* _EXTRACT TO READ_

— BEGIN —

Prototype Based Inheritance(1)
A feature of object-oriented programming in which classes are not present and inheritance is performed via a process of cloning(3) existing objects that serve as prototypes . Delegation(2) is the language feature that supports prototype-based programming.
A simple example of Prototype Based Inheritance could be depicted as
.
(For the sake of an example, do not assume any of the military categories mentioned to be a class. They are all objects. For example we will not create an object for Green Berets. Rather Green Berets is itself an object. This has been done to avoid the use of common names for a soldier and then assigning his type to be a private or a green beret or a navy seal, etc)
This example shows soldiers belonging to different divisions as different objects. This sort of a relation can be better be represented as a prototype based inheritance than as a class-based one. If the relation used was the classical approach, then a separate class "soldier" would have to be defined as the base class from which the rest of the classes such as delta, green berets and navy seals would have to be defined as children classes. Also these would have been the children classes from which the object itself(probably a real soldier) would have to be instantiated. There is no reason to do so in this case as, each of these, intuitively suit more as an object(real life) than as a passive conceptual class. Besides, the classical approach would bring about a hierarchy among the objects when none exists.
Classical Inheritance v/s Prototype based inheritance
Object Creation(1)
While in the case of the classical approach, objects need to be instantiated after defining the format of the class, in case of prototype based, a new object can be instantiated by simply creating a copy of/cloning an existing object. As in
Classical inheritance example class Vehicle { //properties } class Car inherits Land Vehicle { } class trucks inherits inherits Car { } class medium Truck inherits Truck { //properties }
Prototype based inheritance example
class Soldier { //properties } Private = Soldier.new() GreenBeret.prototype = Private GreenBeret.weapon=("H&K") GreenBeret.training=("x months")
Using Preexisting modules(5)
Prototypes are more concrete than classes because they are examples of objects rather than descriptions of format and initialization. These examples may help users to reuse modules by making them easier to understand. A prototype-based system allows the user to examine a typical representative rather than requiring him to make sense out of its description
Support for one-of-a-kind objects(5)
Ruby provides a framework that can easily include one-of-a-kind objects with their own behavior. Since each object has named slots, and slots can hold state or behavior, any object can have unique slots or behavior. Class-based systems are designed for situations where there are many objects with the same behavior. There is no linguistic support for an object to possess its own unique behavior, and it is awkward to create a class that is guaranteed to have only one instance. Ruby suffers from neither of these disadvantages. Any object can be customized with its own behavior. A unique object can hold the unique behavior, and a separate "instance" is not needed.
In the above soldier example, navy seals may be trained in marine combat techniques which makes the navy seal object have its own unique behavior. Similarly a private in the army may be trained to handle tanks, (if he were to be in the cavalry division) which makes it unique for the private(army) object. In a class based approach,if private(marine corps) were to be inherited from private(army) and navy seals inherit from private(marine corps) then it would mean that the navy seal would be trained in tanks too, which is not the case here. However in prototype based inheritance training in tanks can remain unique to the marine corps if it is do desired.

— END —

(Items from a labeling collection)

— BEGIN —

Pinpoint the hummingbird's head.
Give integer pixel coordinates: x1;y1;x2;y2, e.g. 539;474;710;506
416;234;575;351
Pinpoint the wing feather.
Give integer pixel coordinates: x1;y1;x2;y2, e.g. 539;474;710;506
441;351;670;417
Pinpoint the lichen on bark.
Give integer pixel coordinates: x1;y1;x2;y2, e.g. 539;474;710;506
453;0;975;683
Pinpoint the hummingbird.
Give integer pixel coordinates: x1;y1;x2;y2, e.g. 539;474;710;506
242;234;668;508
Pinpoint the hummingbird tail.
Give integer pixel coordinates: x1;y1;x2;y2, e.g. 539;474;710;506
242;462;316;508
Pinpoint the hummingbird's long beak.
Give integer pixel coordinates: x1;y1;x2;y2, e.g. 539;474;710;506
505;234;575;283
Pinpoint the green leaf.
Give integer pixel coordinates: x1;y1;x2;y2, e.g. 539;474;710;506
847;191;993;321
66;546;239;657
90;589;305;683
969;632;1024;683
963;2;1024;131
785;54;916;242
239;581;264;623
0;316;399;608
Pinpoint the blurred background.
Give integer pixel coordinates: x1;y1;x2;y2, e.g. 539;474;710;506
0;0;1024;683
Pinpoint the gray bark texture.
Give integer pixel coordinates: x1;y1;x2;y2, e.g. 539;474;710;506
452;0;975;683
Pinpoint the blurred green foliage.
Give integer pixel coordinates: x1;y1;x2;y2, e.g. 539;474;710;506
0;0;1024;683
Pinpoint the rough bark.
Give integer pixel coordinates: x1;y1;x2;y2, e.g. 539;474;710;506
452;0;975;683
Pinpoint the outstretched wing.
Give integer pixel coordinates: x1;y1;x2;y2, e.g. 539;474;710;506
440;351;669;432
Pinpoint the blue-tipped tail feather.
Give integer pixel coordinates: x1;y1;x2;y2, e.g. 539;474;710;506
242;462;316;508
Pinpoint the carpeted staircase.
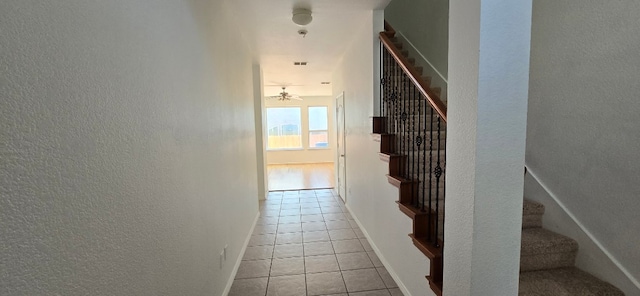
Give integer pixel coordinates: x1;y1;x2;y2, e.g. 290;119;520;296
518;199;624;296
380;23;624;296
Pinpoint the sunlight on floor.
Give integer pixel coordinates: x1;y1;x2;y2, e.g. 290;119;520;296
267;163;334;191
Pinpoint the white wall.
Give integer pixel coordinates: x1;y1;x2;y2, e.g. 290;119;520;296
263;96;336;164
525;0;640;295
332;11;432;296
443;0;531;296
0;0;258;295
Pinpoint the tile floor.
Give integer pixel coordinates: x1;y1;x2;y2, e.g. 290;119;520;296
229;189;402;296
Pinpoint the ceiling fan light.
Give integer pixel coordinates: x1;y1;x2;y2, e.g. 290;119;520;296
291;8;313;26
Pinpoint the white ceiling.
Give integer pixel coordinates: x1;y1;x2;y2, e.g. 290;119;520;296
229;0;390;96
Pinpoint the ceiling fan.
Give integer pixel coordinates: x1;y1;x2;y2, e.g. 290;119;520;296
267;86;302;101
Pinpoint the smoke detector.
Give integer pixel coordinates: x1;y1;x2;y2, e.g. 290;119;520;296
291;8;313;26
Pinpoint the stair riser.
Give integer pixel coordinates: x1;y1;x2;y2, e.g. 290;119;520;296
522;215;542;229
520;252;576;272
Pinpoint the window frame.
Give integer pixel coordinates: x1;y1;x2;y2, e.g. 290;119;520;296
265;106;305;151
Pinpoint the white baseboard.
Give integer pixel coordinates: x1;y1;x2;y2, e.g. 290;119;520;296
222;211;260;296
345;204;413;296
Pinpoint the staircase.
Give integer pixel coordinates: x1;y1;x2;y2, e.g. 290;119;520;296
518;199;624;296
373;23;624;296
373;24;446;295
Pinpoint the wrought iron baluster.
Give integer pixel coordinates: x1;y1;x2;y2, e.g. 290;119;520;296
425;107;438;240
434;115;442;247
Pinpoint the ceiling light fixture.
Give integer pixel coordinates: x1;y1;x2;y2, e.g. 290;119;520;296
291;8;313;26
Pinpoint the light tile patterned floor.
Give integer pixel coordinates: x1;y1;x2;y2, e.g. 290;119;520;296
229;189;402;296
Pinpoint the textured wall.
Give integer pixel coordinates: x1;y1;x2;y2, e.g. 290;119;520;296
443;0;531;296
384;0;449;78
525;0;640;292
0;0;257;295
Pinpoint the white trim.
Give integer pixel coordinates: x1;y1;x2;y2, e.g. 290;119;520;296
525;165;640;289
345;204;413;296
396;31;449;84
222;211;260;296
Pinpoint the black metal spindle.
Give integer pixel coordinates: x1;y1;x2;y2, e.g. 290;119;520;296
409;83;420;208
434;116;442;247
427;108;438;240
378;42;384;117
417;96;426;212
400;72;409;179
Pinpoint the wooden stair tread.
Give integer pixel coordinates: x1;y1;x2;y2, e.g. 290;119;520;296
409;233;442;260
425;276;442;296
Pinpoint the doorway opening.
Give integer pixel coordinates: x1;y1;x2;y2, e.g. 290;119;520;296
263;96;336;191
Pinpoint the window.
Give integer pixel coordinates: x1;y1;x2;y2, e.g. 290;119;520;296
267;107;302;150
309;107;329;148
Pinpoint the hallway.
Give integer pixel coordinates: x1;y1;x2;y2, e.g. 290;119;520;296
229;189;402;296
267;162;334;191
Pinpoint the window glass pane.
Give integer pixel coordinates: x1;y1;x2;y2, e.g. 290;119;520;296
309;131;329;148
309;107;329;131
267;108;302;149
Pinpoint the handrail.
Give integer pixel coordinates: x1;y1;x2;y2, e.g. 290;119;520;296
380;32;447;122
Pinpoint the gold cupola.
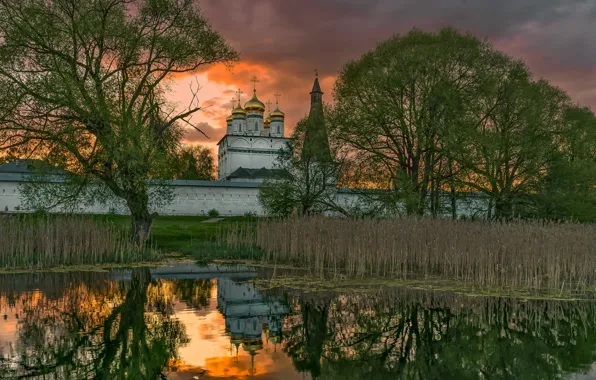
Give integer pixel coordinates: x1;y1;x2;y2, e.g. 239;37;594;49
244;90;265;113
226;98;236;124
232;103;246;117
269;92;286;120
244;76;265;113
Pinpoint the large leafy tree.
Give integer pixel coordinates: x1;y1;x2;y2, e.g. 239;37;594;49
327;28;594;218
0;0;237;242
328;29;492;214
259;116;346;216
174;145;216;181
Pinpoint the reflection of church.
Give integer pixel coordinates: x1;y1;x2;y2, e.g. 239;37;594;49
217;277;290;368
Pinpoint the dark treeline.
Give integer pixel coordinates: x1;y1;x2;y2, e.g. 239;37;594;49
274;289;596;379
326;28;596;221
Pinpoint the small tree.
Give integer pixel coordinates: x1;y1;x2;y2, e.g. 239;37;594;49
259;118;346;216
0;0;237;242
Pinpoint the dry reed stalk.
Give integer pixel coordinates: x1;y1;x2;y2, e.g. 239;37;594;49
0;215;152;268
226;217;596;290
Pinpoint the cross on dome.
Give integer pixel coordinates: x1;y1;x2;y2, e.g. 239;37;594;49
250;75;259;92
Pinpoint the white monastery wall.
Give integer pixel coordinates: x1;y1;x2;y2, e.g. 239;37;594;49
0;174;486;217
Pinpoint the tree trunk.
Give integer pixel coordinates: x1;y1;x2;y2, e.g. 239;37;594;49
128;201;154;246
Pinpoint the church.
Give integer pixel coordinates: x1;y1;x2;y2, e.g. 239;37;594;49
217;74;329;183
217;78;289;182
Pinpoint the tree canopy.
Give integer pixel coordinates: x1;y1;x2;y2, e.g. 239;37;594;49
0;0;238;242
327;28;596;219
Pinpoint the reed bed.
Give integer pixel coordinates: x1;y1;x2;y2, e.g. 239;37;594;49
226;217;596;290
0;215;156;269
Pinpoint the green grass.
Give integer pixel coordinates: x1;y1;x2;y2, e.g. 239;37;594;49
92;215;257;261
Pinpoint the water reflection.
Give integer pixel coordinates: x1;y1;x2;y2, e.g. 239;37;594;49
0;267;596;380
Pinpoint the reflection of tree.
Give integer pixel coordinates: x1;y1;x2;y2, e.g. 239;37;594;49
284;298;330;378
176;279;213;309
4;269;188;379
284;290;596;379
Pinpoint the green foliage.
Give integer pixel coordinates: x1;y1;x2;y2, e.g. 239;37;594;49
259;118;345;216
0;0;238;241
327;28;596;220
173;145;216;181
0;211;160;269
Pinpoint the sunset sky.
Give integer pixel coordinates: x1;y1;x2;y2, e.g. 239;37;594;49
172;0;596;153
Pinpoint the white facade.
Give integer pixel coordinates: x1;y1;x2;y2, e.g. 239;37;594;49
217;88;289;182
0;173;488;217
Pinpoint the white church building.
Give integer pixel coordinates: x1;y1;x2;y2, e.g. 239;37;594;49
217;78;289;182
0;74;486;216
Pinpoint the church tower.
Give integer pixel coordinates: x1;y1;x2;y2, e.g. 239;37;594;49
270;92;286;137
302;73;332;162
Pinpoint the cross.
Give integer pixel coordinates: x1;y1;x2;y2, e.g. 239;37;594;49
250;75;259;91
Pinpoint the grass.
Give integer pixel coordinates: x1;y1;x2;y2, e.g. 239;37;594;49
92;215;257;261
227;217;596;293
0;214;255;272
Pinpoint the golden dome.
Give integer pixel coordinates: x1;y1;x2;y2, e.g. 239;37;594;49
232;104;246;117
269;107;286;119
244;90;265;113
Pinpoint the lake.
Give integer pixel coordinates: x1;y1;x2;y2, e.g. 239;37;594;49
0;264;596;380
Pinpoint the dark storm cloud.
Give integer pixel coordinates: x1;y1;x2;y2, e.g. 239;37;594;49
200;0;596;111
184;122;226;144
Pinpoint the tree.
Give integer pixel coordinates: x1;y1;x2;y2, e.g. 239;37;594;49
455;70;568;219
259;118;345;216
0;0;237;242
174;145;216;181
328;28;589;218
0;268;191;379
528;105;596;222
328;29;493;214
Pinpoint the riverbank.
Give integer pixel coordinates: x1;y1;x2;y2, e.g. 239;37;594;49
0;215;596;299
222;217;596;293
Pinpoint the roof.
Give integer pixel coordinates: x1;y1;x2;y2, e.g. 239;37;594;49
0;160;67;174
228;167;288;179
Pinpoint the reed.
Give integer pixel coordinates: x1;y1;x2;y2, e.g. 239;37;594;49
0;215;156;269
226;217;596;291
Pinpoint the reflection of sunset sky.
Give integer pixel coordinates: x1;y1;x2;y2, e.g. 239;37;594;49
0;280;308;380
172;0;596;157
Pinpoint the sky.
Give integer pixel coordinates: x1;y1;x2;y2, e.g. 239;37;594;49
171;0;596;153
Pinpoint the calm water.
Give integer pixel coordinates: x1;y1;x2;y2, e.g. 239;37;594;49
0;265;596;380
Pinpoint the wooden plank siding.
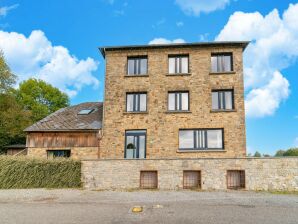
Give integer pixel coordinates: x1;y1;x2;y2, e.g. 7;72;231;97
26;132;99;148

— END —

* _EXERCISES TO COMPLETE_
1 > Set down the passage from the text on prototype-based inheritance above the listing, starting at "Using Preexisting modules(5)" and ending at "for one-of-a-kind objects(5)".
2 > Answer these questions using the text on prototype-based inheritance above the listing.
(a) Which language feature does it name as supporting prototype-based programming?
(b) Which language does it say provides a framework that can easily include one-of-a-kind objects?
(c) In the soldier example, what are navy seals said to be trained in?

* _ANSWERS_
1 >
Using Preexisting modules(5)
Prototypes are more concrete than classes because they are examples of objects rather than descriptions of format and initialization. These examples may help users to reuse modules by making them easier to understand. A prototype-based system allows the user to examine a typical representative rather than requiring him to make sense out of its description
Support for one-of-a-kind objects(5)

2 >
(a) Delegation.
(b) Ruby.
(c) Marine combat techniques.